→ **PROBLEM STATEMENT**
Can you gather every line of the material below that contains the word "ceramic" and copy each one in full?

Records from a pointing dataset:

********

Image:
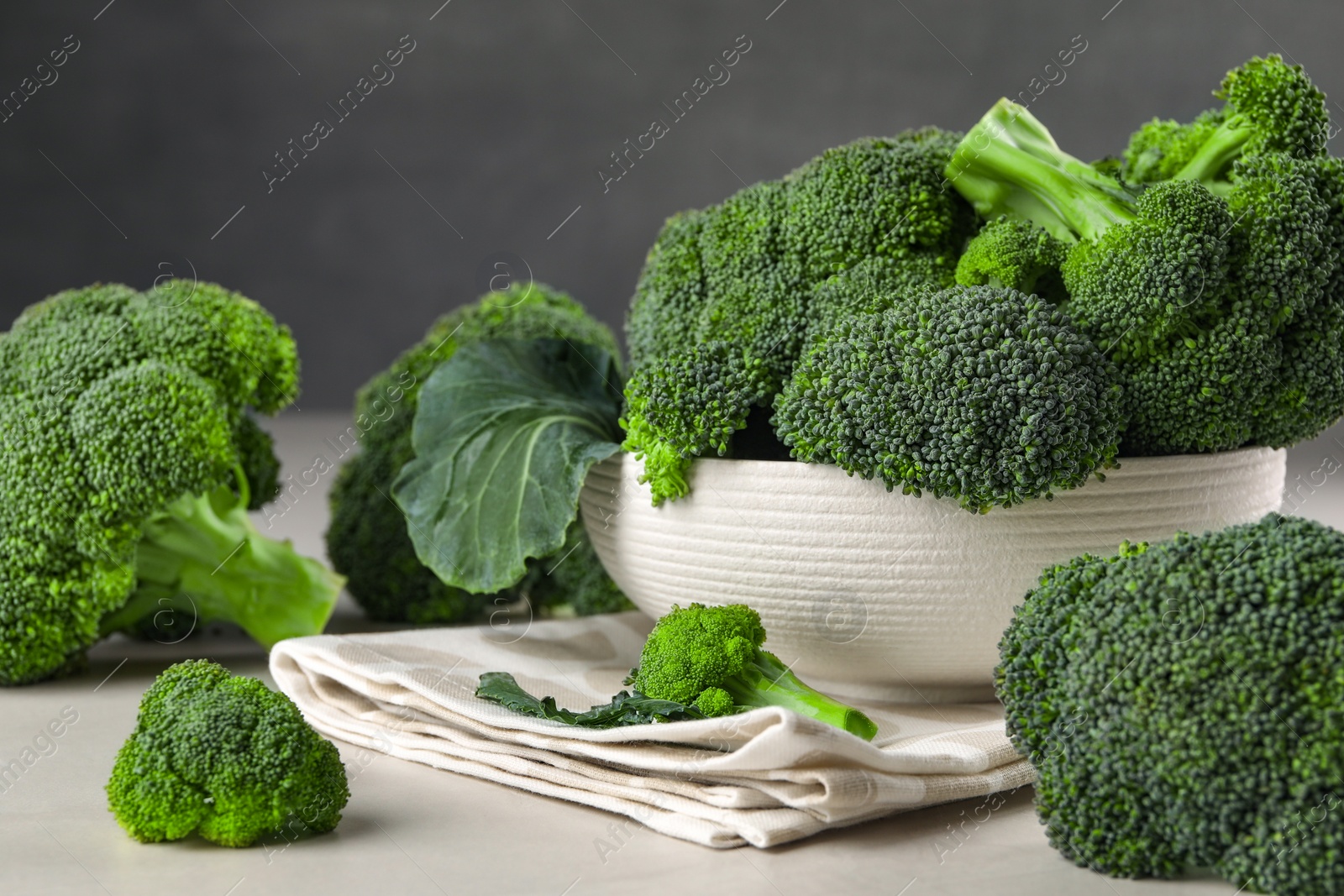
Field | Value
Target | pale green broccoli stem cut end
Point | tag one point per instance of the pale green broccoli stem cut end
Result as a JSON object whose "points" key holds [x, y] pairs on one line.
{"points": [[664, 468], [203, 560], [765, 681], [1010, 164]]}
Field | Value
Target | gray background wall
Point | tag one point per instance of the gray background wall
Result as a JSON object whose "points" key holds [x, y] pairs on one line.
{"points": [[159, 128]]}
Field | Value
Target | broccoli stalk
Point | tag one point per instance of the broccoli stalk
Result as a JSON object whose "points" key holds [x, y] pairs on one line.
{"points": [[1272, 107], [765, 681], [114, 405], [203, 560], [1008, 164], [699, 663]]}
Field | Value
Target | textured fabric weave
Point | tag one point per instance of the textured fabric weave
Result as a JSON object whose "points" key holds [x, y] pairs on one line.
{"points": [[763, 778]]}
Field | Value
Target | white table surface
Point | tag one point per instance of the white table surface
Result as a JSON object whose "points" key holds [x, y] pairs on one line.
{"points": [[412, 829]]}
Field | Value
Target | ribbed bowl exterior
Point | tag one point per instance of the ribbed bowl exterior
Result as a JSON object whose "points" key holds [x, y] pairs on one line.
{"points": [[873, 593]]}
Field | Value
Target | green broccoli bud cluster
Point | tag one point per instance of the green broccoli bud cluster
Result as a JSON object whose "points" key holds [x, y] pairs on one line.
{"points": [[1215, 289], [979, 394], [226, 758], [680, 409], [127, 430], [748, 278], [367, 537], [1016, 254], [1182, 705]]}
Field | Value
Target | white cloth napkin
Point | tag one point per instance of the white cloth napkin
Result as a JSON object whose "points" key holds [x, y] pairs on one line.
{"points": [[764, 778]]}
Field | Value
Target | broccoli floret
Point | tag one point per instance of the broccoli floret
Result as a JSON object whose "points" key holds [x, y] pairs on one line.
{"points": [[367, 539], [1196, 298], [1182, 705], [1308, 394], [869, 282], [128, 463], [1016, 254], [1137, 271], [875, 197], [743, 275], [976, 392], [1202, 391], [226, 758], [573, 580], [669, 291], [711, 658], [679, 409], [1163, 147]]}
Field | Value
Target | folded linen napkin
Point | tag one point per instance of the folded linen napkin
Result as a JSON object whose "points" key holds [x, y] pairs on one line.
{"points": [[765, 777]]}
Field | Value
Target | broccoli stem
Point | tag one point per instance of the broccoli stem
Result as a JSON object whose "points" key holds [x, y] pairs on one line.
{"points": [[765, 681], [1215, 155], [1010, 164], [203, 560]]}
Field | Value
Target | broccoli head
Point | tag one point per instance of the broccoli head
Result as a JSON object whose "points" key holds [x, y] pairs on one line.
{"points": [[974, 392], [1163, 147], [1213, 305], [367, 537], [129, 459], [226, 758], [1182, 705], [711, 658], [723, 305]]}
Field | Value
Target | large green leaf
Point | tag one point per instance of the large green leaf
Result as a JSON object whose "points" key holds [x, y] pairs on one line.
{"points": [[504, 436], [625, 708]]}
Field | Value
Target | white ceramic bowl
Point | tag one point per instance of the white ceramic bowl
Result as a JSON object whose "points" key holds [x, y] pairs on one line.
{"points": [[877, 594]]}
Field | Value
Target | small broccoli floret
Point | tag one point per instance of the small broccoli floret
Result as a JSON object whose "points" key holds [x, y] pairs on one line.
{"points": [[1163, 147], [1308, 394], [1270, 107], [1132, 286], [226, 758], [1182, 705], [669, 293], [1203, 302], [1015, 254], [1283, 244], [875, 197], [1200, 391], [711, 658], [743, 275], [980, 394], [685, 406], [125, 427], [1137, 271], [367, 537]]}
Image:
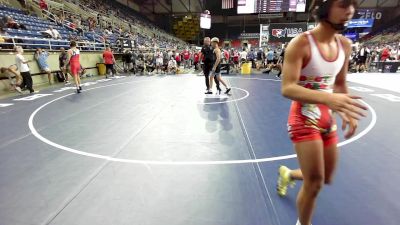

********

→ **OUTPUT**
Target | white ceramic bowl
Point | tag one point per instance of the white ceramic bowl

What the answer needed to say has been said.